*Text excerpt*
=-=-=
So this morning I went in to have the mediport inserted. The last time was a complete fail because of my collapsed SVC (superior vena cava). With the new stent keeping that open, Dr. Cardella was sure he’d be able to get the mediport placed this time. He also wanted to be the one to put in the mediport as he wanted to be very careful threading the catheter thru the stent.
I opted to have the procedure using only a local anesthetic as I didn’t want to have to go through a lengthy recovery. I also needed to be able to drive myself home, even though my wife decided she wanted to be with me. The reaction of the pre-surgery nurse when I told her I was not having anesthesia was priceless. After telling her I only wanted a local there was dead silence on the other end of the phone and I wondered if we’d been disconnected. Nope she just hadn’t had many people ever go that direction.
Going with only a local also meant I went into the surgery room fully awake. While the nurse was getting the room prepared I hoped off the table and took some quick pictures. Hands down the radiology surgery room is one of the coolest rooms I’ve seen. Looking at the equipment you immediately realize why even a half hour procedure costs an arm and a leg.
=-=-=
[Phrase grounding data]
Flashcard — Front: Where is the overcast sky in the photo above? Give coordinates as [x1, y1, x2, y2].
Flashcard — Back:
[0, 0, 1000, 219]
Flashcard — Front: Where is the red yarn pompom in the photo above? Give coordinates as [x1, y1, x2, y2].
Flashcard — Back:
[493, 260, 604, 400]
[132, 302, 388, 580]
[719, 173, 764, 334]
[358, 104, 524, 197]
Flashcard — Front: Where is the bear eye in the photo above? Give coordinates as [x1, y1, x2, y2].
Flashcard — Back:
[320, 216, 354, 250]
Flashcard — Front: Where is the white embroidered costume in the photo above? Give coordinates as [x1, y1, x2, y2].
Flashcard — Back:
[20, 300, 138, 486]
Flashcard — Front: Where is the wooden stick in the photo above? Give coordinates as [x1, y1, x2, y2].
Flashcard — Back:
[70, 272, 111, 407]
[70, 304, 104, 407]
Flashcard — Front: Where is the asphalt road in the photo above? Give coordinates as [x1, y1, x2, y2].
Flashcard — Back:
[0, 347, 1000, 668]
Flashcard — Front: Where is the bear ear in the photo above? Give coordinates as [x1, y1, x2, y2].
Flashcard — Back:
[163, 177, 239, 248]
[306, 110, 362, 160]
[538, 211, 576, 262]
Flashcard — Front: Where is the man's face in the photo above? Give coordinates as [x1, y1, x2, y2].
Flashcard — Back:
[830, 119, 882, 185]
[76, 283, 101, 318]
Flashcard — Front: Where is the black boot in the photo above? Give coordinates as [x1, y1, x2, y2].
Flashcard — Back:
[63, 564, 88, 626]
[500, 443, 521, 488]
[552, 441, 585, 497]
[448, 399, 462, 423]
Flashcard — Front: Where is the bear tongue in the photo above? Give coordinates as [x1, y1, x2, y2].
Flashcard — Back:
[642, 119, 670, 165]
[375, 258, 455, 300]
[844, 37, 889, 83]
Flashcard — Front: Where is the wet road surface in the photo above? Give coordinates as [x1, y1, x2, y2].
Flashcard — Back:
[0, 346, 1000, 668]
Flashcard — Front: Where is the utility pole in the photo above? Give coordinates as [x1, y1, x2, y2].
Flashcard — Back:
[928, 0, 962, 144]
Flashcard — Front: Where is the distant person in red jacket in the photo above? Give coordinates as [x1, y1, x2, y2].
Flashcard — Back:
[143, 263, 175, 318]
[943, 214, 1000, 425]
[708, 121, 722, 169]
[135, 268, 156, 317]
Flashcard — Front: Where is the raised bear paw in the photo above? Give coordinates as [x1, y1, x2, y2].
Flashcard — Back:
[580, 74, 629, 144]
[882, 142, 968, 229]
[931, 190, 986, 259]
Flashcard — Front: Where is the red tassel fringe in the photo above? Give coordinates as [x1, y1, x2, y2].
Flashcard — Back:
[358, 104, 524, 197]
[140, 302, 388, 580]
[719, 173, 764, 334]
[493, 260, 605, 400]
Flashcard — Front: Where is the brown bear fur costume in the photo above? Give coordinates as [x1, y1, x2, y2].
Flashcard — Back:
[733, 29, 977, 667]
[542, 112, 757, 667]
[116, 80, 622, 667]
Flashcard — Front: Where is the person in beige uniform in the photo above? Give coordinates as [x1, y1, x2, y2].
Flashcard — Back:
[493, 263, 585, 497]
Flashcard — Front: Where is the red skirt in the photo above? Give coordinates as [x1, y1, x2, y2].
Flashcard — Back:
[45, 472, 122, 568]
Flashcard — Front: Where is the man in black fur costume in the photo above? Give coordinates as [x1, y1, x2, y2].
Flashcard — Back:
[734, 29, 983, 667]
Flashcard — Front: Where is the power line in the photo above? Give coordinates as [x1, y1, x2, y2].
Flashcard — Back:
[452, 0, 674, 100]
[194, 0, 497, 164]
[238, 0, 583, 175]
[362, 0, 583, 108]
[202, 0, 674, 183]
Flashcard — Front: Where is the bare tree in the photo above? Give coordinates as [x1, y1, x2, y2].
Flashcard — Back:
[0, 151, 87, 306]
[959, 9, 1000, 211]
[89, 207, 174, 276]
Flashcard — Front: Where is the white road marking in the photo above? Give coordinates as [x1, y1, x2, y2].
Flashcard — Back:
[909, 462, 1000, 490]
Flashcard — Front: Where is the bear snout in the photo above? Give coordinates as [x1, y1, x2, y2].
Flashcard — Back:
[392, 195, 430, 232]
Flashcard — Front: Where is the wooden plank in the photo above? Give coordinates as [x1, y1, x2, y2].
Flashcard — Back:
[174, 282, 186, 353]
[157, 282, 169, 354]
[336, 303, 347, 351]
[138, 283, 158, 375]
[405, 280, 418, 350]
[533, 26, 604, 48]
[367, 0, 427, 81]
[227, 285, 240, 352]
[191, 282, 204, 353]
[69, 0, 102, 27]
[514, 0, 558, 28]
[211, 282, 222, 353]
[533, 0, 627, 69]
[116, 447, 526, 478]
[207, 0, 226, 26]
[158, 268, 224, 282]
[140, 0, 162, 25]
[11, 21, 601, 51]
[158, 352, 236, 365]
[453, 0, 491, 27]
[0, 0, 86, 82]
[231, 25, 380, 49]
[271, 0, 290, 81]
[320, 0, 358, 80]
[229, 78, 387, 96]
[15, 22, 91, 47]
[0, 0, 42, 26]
=-=-=
*Work task A*
Indicate whether each statement agrees with the account of the mediport procedure, answering yes or no and quoting the deciding words of the account: (i) The writer chose a local anesthetic to avoid a lengthy recovery. (ii) The first attempt to place the mediport succeeded. (iii) The writer was asleep upon entering the surgery room.
*Work task B*
Extract, word for word, the stretch of the account of the mediport procedure from "I opted to have" through "go that direction.".
The entries bear no relation to the account of the mediport procedure.

*Exercise output A*
(i) Yes: "I opted to have the procedure using only a local anesthetic as I didn’t want to have to go through a lengthy recovery."
(ii) No: "The last time was a complete fail because of my collapsed SVC (superior vena cava)."
(iii) No: "Going with only a local also meant I went into the surgery room fully awake."

*Exercise output B*
I opted to have the procedure using only a local anesthetic as I didn’t want to have to go through a lengthy recovery. I also needed to be able to drive myself home, even though my wife decided she wanted to be with me. The reaction of the pre-surgery nurse when I told her I was not having anesthesia was priceless. After telling her I only wanted a local there was dead silence on the other end of the phone and I wondered if we’d been disconnected. Nope she just hadn’t had many people ever go that direction.